**SHORT TASK:** Return the entries below in their exact form, leaving the pictures out.

***** DATA SHOWN *****

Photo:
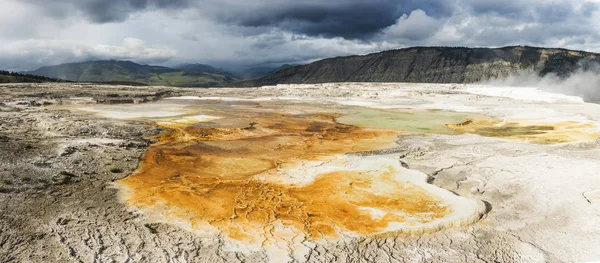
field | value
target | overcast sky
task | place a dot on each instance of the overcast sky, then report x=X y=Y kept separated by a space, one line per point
x=35 y=33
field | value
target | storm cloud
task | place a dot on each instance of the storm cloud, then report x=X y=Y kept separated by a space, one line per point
x=229 y=32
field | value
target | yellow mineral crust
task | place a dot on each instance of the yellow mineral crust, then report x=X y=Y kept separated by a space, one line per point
x=532 y=131
x=232 y=174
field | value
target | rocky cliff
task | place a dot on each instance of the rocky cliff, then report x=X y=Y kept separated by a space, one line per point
x=433 y=65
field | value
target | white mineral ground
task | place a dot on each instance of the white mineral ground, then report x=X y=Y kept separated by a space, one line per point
x=547 y=196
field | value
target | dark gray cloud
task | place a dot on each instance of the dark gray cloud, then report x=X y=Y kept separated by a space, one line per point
x=105 y=11
x=273 y=31
x=351 y=19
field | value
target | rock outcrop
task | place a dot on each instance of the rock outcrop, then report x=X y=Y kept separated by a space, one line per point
x=433 y=65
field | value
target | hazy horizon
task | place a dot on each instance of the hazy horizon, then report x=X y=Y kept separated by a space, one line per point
x=248 y=33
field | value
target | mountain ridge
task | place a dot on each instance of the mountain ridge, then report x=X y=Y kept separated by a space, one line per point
x=128 y=71
x=432 y=65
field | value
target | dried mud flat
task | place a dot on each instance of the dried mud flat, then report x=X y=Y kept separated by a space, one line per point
x=534 y=164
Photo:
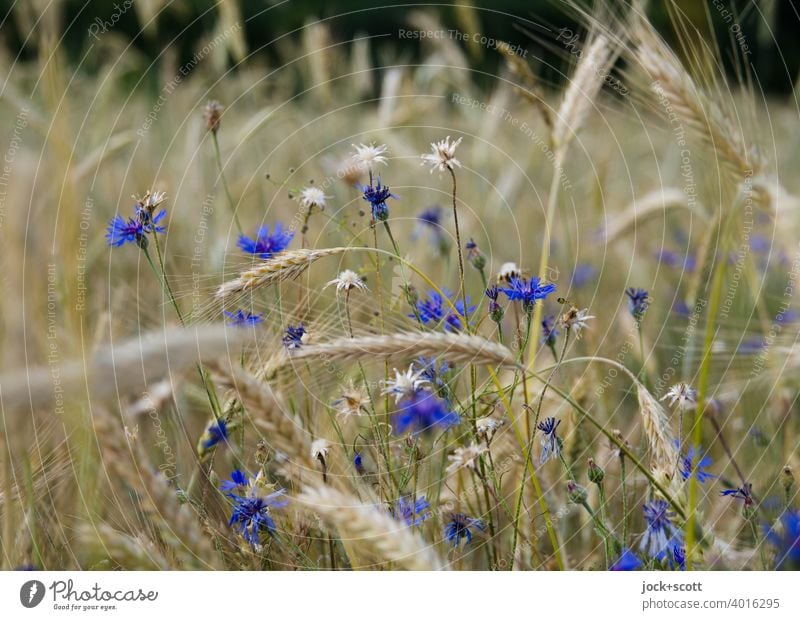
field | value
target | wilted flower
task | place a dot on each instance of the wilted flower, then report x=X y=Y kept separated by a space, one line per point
x=212 y=114
x=683 y=394
x=405 y=383
x=508 y=271
x=266 y=244
x=347 y=280
x=465 y=458
x=442 y=156
x=320 y=449
x=133 y=230
x=575 y=320
x=366 y=156
x=460 y=527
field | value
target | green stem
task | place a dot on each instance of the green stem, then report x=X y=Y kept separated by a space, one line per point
x=228 y=197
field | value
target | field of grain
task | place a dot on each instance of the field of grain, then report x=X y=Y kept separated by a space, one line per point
x=450 y=326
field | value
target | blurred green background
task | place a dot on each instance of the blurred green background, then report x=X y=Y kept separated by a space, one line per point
x=769 y=28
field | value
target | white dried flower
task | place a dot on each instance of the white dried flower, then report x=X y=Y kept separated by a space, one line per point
x=508 y=271
x=320 y=449
x=442 y=156
x=352 y=400
x=404 y=383
x=347 y=280
x=151 y=200
x=683 y=394
x=576 y=320
x=311 y=197
x=465 y=457
x=487 y=427
x=366 y=156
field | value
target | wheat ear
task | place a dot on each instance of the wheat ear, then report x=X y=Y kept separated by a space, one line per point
x=372 y=529
x=284 y=266
x=178 y=527
x=130 y=552
x=656 y=428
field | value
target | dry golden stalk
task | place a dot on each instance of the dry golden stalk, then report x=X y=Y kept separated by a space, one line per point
x=285 y=266
x=371 y=528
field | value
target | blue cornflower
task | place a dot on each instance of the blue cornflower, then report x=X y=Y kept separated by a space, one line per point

*****

**RESPONSE FOR THIS EXERCISE:**
Photo:
field | value
target | overcast sky
task | place a dot on each instance of the overcast sky, then report x=X y=Y kept separated by a space, one line per point
x=35 y=33
field | value
target | storm cloud
task | place a dot on each instance of the storm cloud, then report x=X y=Y kept separated by a space, one line per point
x=229 y=32
field | value
target | yellow mineral crust
task | place a dot on each instance of the yellow mineral crust, then report x=X y=Y kept separated by a space, one line per point
x=532 y=131
x=232 y=174
field | value
target | rocky cliff
task | place a dot on each instance of the rocky cliff, then report x=X y=Y kept separated by a space, one line per point
x=433 y=65
field | value
target | white mineral ground
task | place a dot on each instance of the white mineral ground, then report x=X y=Y kept separated by a space, one line per point
x=547 y=196
field | value
target | dark gray cloud
task | place a dot on each instance of the dark gray cloud, then report x=X y=Y kept separated by a space, one line per point
x=105 y=11
x=273 y=31
x=351 y=19
field | value
target | rock outcrop
task | place a dot on each instance of the rock outcrop, then report x=X y=Y kept separated by a space, one line per point
x=433 y=65
field | value
target | hazy horizon
task | place a dot on each instance of the hazy horizon, then report x=X y=Y kept separated by a space, one line per point
x=248 y=33
field | value
target | mountain ridge
task | place a dot on each instance of the mountain ridge, then report x=X y=Y kept separated by a space, one line per point
x=128 y=71
x=432 y=65
field | value
target | dried mud flat
task | place a dot on each instance of the dried mud flat, then report x=X y=Y kept separated by a space, one line per point
x=534 y=164
Photo:
field | value
target | wilted flower
task | place a dot on each instance of the wilted flower, then report x=X y=Y kept separated by a space, one line per point
x=212 y=114
x=683 y=394
x=405 y=383
x=508 y=271
x=266 y=244
x=347 y=280
x=465 y=458
x=442 y=156
x=320 y=449
x=133 y=230
x=575 y=320
x=366 y=156
x=460 y=527
field | value
target | green stem
task | place a dot on each instance of the green stem, then report x=X y=Y kept separated by a space, one line per point
x=228 y=197
field | value
target | field of grain
task | place a dot on each instance of the field of grain, then report x=X y=Y kept separated by a space, one line per point
x=450 y=326
field | value
target | blurred green background
task | place a dot on each instance of the blurred green background, then report x=X y=Y kept separated by a space, one line per point
x=769 y=28
field | value
target | white dried flower
task | place a dot on each instance of the white dried flower, then report x=X y=Y kept separated by a space, one line per point
x=508 y=271
x=320 y=449
x=442 y=156
x=352 y=400
x=404 y=383
x=347 y=280
x=151 y=200
x=683 y=394
x=576 y=320
x=311 y=197
x=465 y=457
x=487 y=427
x=366 y=156
field | value
target | wheat ear
task | place a dot on each instance of the wheat ear, then report x=X y=Y kept separated by a space, one line per point
x=372 y=529
x=284 y=266
x=178 y=527
x=130 y=552
x=656 y=428
field | value
target | dry golden stalk
task | place a dot on each instance of the dry golden stalk, then report x=X y=Y kept separated by a space, one line per point
x=285 y=266
x=371 y=528
field | value
target | blue cornflower
task | place a dot on each instance of the blue cornflower, then report x=X y=Y kept separated by a space, one line per point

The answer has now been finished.